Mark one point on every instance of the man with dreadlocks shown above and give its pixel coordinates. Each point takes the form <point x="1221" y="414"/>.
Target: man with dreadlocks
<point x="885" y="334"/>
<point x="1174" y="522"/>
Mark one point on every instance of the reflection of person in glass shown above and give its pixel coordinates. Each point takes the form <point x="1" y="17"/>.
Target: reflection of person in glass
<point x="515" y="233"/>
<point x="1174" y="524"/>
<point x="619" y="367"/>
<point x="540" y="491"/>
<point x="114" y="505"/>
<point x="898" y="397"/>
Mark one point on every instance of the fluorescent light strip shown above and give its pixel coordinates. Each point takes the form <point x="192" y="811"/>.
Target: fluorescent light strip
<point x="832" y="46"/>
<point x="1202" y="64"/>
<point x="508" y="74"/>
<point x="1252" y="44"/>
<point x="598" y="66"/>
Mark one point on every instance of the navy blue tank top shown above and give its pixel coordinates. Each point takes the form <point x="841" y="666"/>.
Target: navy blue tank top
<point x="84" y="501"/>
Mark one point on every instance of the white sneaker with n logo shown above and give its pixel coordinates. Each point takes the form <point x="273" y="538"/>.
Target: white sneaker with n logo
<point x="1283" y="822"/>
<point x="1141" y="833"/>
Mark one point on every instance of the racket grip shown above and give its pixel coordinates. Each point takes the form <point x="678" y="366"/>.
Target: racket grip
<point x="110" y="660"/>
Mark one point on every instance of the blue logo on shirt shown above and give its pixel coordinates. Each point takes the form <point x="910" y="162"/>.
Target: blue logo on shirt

══════════

• **YOUR OBJECTIVE**
Once you have read the records above, output each of them verbatim.

• **TASK RESULT**
Mark one point on every instance of the man with dreadlocks shown above and give its pixel coordinates. Each point takes the form <point x="1221" y="414"/>.
Target: man with dreadlocks
<point x="885" y="334"/>
<point x="1174" y="522"/>
Mark one point on every instance of the reflection of person in glass shown above and give its pixel coordinates. Each point takes the form <point x="1" y="17"/>.
Target: reflection of person in glass
<point x="515" y="233"/>
<point x="1174" y="524"/>
<point x="619" y="367"/>
<point x="540" y="491"/>
<point x="114" y="505"/>
<point x="898" y="397"/>
Mark one point on every instance of the fluorescent light strip shown above and give its pixel coordinates. Each point takes the form <point x="192" y="811"/>.
Target: fluorescent light strip
<point x="832" y="46"/>
<point x="1202" y="64"/>
<point x="508" y="74"/>
<point x="1252" y="44"/>
<point x="598" y="66"/>
Mark one point on every instance of the navy blue tank top shown above and give its pixel coordinates. Each point takes the form <point x="841" y="666"/>.
Target: navy blue tank top
<point x="84" y="501"/>
Mark one point on every instance of the white sneaker with n logo shown above and give its pixel coordinates. Each point takes the form <point x="273" y="538"/>.
Target: white sneaker with n logo
<point x="1283" y="822"/>
<point x="1141" y="833"/>
Mark one point on every instance of the racket grip shown above and give its pixel coordinates. Each point takes the form <point x="678" y="366"/>.
Target: racket grip
<point x="110" y="660"/>
Mark one point on every instance of the blue logo on shirt shown above and give its pixel coordinates. Each point takes the form <point x="910" y="162"/>.
Target: blue logo on shirt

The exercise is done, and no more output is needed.